WHAT TO DO
a) According to the passage about C. elegans, in what year was its genome completely sequenced?
b) Translate this sentence from the passage about C. elegans into Spanish: "The connectome of these 302 neurons is established and remarkably understood."
c) Retype the passage about C. elegans from "What is the" up to and including "of multi-cellular organisms?".

EXCERPT TO READ
What is the purpose of science? One can probably state that it is the advancement of an understanding of life, from its origin to consciousness. Following the Human Genome Project and the latest discoveries in epigenetics and neurobiology, the mystery of life is becoming unraveled from the genetic to the behavioral level. Due the profound complexity of the human brain, however, we have yet to understand its circuit dynamics. Even supposing we understand the brain’s 10^14 connections, we are still left with the question of how neural networks evolved from primitive life. A cardinal question arises; could the “Cambrian explosion” happen by nature’s invention of surpassing single-cell genome regulation to the complex genome regulation of multi-cellular organisms?

The attempts to answer these questions results in the strongest rationales behind choosing C. elegans as the model organism. It was the first multicellular organism to have its genome completely sequenced in 1998. Furthermore, the relation between its 97M base pairs of DNA and 302 neurons has been mostly uncovered. The connectome of these 302 neurons is established and remarkably understood. The dynamical functions of the nervous system, however, cannot be addressed by the connectome alone. How these functions are influenced by the environment for adaptation and learning remains to be uncovered. Students in this lab will focus on understanding the dynamical functions of the nervous system and how these functions change as a result of environmental interactions. Importantly, C. elegans is the only animal model currently amenable to a systems-level dynamic analysis.

Items from a dataset:

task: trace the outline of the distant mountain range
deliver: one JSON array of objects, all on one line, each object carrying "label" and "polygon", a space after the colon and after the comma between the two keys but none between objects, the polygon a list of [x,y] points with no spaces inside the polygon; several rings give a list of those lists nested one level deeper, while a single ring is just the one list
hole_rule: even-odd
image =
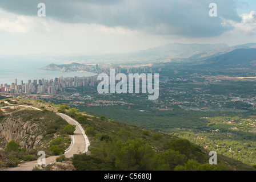
[{"label": "distant mountain range", "polygon": [[238,49],[207,59],[203,64],[218,65],[256,65],[256,48]]},{"label": "distant mountain range", "polygon": [[[137,52],[102,55],[79,55],[66,59],[95,64],[134,64],[177,63],[184,64],[250,64],[254,65],[256,43],[247,43],[230,47],[226,44],[173,43]],[[252,49],[251,50],[250,50]],[[43,69],[71,71],[72,68],[82,67],[83,64],[51,64]]]},{"label": "distant mountain range", "polygon": [[77,63],[72,63],[71,64],[61,65],[51,64],[45,67],[42,68],[41,69],[45,70],[61,71],[62,72],[72,72],[78,71],[90,71],[92,67],[94,67],[94,66]]}]

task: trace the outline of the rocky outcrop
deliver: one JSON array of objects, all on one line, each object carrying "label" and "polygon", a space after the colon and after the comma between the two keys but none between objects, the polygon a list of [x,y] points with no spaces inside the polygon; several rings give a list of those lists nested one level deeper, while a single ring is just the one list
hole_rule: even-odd
[{"label": "rocky outcrop", "polygon": [[42,146],[43,138],[38,124],[21,118],[7,117],[0,123],[0,138],[6,143],[14,140],[27,150]]}]

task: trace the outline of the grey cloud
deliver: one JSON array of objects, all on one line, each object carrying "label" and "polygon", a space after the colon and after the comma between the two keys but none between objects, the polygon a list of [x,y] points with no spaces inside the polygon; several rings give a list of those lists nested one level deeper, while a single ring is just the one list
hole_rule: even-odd
[{"label": "grey cloud", "polygon": [[218,17],[209,16],[210,0],[13,0],[0,1],[0,7],[36,16],[40,2],[46,4],[46,16],[59,22],[122,26],[153,34],[214,36],[233,28],[222,26],[222,18],[241,21],[235,0],[215,0]]}]

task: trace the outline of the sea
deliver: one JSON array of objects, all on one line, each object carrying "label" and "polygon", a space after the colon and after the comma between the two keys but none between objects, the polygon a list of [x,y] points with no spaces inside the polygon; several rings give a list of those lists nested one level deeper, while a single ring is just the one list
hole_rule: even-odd
[{"label": "sea", "polygon": [[97,75],[97,73],[92,72],[63,72],[41,69],[51,63],[61,64],[65,60],[52,60],[34,56],[0,56],[0,84],[10,85],[15,83],[16,78],[19,85],[21,81],[23,81],[23,83],[27,83],[29,80],[33,82],[34,80],[44,78],[50,80],[62,76],[65,78]]}]

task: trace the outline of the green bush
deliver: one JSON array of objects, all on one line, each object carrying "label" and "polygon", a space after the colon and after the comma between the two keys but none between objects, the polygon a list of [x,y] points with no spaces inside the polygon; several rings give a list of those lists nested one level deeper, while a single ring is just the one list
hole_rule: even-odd
[{"label": "green bush", "polygon": [[19,163],[19,160],[15,156],[12,156],[10,158],[10,161],[6,163],[6,166],[9,167],[14,167],[18,166]]},{"label": "green bush", "polygon": [[58,146],[59,144],[61,144],[62,143],[62,139],[59,138],[56,138],[54,139],[53,139],[53,140],[51,140],[51,143],[50,143],[50,146]]},{"label": "green bush", "polygon": [[65,126],[63,131],[68,135],[74,135],[74,131],[75,130],[75,125],[69,124]]},{"label": "green bush", "polygon": [[62,162],[67,160],[67,158],[65,155],[61,155],[59,157],[56,158],[56,162]]},{"label": "green bush", "polygon": [[35,157],[31,155],[26,155],[22,157],[22,160],[24,161],[33,161],[35,160]]},{"label": "green bush", "polygon": [[21,147],[21,146],[13,140],[7,143],[6,150],[7,151],[18,151],[19,147]]},{"label": "green bush", "polygon": [[59,155],[64,154],[65,150],[63,148],[61,148],[58,146],[53,145],[50,148],[50,151],[53,152],[54,155]]},{"label": "green bush", "polygon": [[85,134],[88,136],[95,136],[96,135],[96,132],[95,130],[92,127],[89,127],[85,131]]}]

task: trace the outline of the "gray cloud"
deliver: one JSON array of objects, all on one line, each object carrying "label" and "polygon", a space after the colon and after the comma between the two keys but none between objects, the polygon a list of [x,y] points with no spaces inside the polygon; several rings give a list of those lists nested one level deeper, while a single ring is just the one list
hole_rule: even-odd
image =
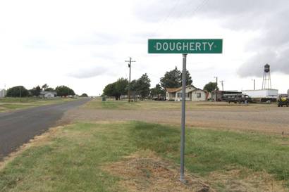
[{"label": "gray cloud", "polygon": [[[247,51],[257,52],[238,70],[241,77],[262,76],[264,65],[272,71],[289,74],[289,1],[286,0],[180,0],[151,1],[138,8],[142,20],[162,22],[181,18],[219,19],[224,27],[237,31],[258,31],[260,35],[247,45]],[[195,3],[192,3],[194,1]],[[173,11],[170,13],[170,11]],[[226,37],[224,37],[226,39]]]},{"label": "gray cloud", "polygon": [[101,66],[93,66],[89,68],[81,68],[78,70],[75,70],[68,74],[68,76],[78,78],[85,79],[99,75],[103,75],[106,73],[107,69]]},{"label": "gray cloud", "polygon": [[75,45],[113,45],[120,41],[120,37],[116,34],[95,32],[77,37],[71,43]]}]

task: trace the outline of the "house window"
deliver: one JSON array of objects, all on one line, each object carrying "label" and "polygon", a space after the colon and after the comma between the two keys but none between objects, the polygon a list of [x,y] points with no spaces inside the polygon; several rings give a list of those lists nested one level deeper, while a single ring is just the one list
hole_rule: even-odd
[{"label": "house window", "polygon": [[[178,93],[178,97],[182,97],[182,93]],[[189,93],[185,94],[185,97],[190,97]]]},{"label": "house window", "polygon": [[201,98],[201,93],[197,93],[197,98]]}]

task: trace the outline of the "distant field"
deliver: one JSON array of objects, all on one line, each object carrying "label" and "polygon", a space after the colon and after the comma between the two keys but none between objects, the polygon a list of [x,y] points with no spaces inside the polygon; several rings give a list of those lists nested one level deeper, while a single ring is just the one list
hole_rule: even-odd
[{"label": "distant field", "polygon": [[11,111],[48,104],[71,101],[72,98],[56,98],[44,99],[34,97],[0,98],[0,112]]},{"label": "distant field", "polygon": [[[212,101],[187,101],[187,109],[196,108],[270,108],[276,107],[276,103],[259,104],[250,103],[249,105],[239,105],[228,103],[226,102]],[[119,109],[119,110],[175,110],[180,109],[181,102],[178,101],[139,101],[128,102],[128,101],[109,100],[102,102],[100,98],[96,98],[87,103],[85,106],[89,109]]]},{"label": "distant field", "polygon": [[289,191],[289,138],[142,122],[78,122],[53,129],[0,170],[6,191]]}]

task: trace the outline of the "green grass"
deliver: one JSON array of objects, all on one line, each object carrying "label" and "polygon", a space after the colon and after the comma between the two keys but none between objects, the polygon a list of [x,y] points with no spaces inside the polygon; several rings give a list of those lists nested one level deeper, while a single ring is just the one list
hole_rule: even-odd
[{"label": "green grass", "polygon": [[71,98],[56,98],[43,99],[35,97],[0,98],[0,112],[10,111],[21,108],[31,108],[49,104],[54,104],[71,101]]},{"label": "green grass", "polygon": [[[119,179],[102,166],[146,149],[178,164],[179,129],[141,122],[67,126],[0,171],[0,191],[122,191]],[[185,149],[185,168],[204,177],[235,167],[266,171],[289,183],[288,137],[187,129]]]}]

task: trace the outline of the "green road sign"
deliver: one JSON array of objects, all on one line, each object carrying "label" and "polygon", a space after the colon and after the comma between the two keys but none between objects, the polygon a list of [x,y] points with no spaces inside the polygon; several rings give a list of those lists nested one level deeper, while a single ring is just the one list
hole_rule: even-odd
[{"label": "green road sign", "polygon": [[149,53],[221,53],[223,39],[149,39]]}]

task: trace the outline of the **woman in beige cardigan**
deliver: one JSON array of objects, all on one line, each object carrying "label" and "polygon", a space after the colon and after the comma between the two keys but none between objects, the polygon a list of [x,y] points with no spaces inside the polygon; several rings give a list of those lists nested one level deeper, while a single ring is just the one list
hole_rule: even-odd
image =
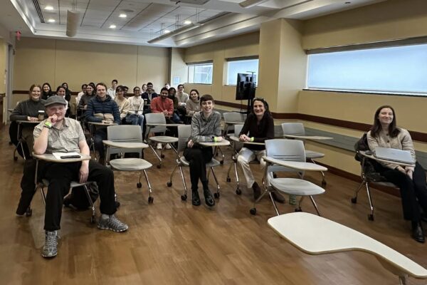
[{"label": "woman in beige cardigan", "polygon": [[[367,134],[371,150],[376,147],[396,148],[411,152],[414,160],[415,150],[409,132],[397,128],[396,113],[389,105],[381,106],[375,112],[374,125]],[[420,207],[427,214],[427,187],[426,172],[416,162],[415,166],[402,167],[397,164],[380,162],[376,167],[386,179],[400,188],[404,218],[412,222],[412,238],[424,242]]]}]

TASK-BY-TASK ANSWERS
a) In 1998.

b) El conectoma de estas 302 neuronas está establecido y es notablemente comprendido.

c)
What is the purpose of science? One can probably state that it is the advancement of an understanding of life, from its origin to consciousness. Following the Human Genome Project and the latest discoveries in epigenetics and neurobiology, the mystery of life is becoming unraveled from the genetic to the behavioral level. Due the profound complexity of the human brain, however, we have yet to understand its circuit dynamics. Even supposing we understand the brain’s 10^14 connections, we are still left with the question of how neural networks evolved from primitive life. A cardinal question arises; could the “Cambrian explosion” happen by nature’s invention of surpassing single-cell genome regulation to the complex genome regulation of multi-cellular organisms?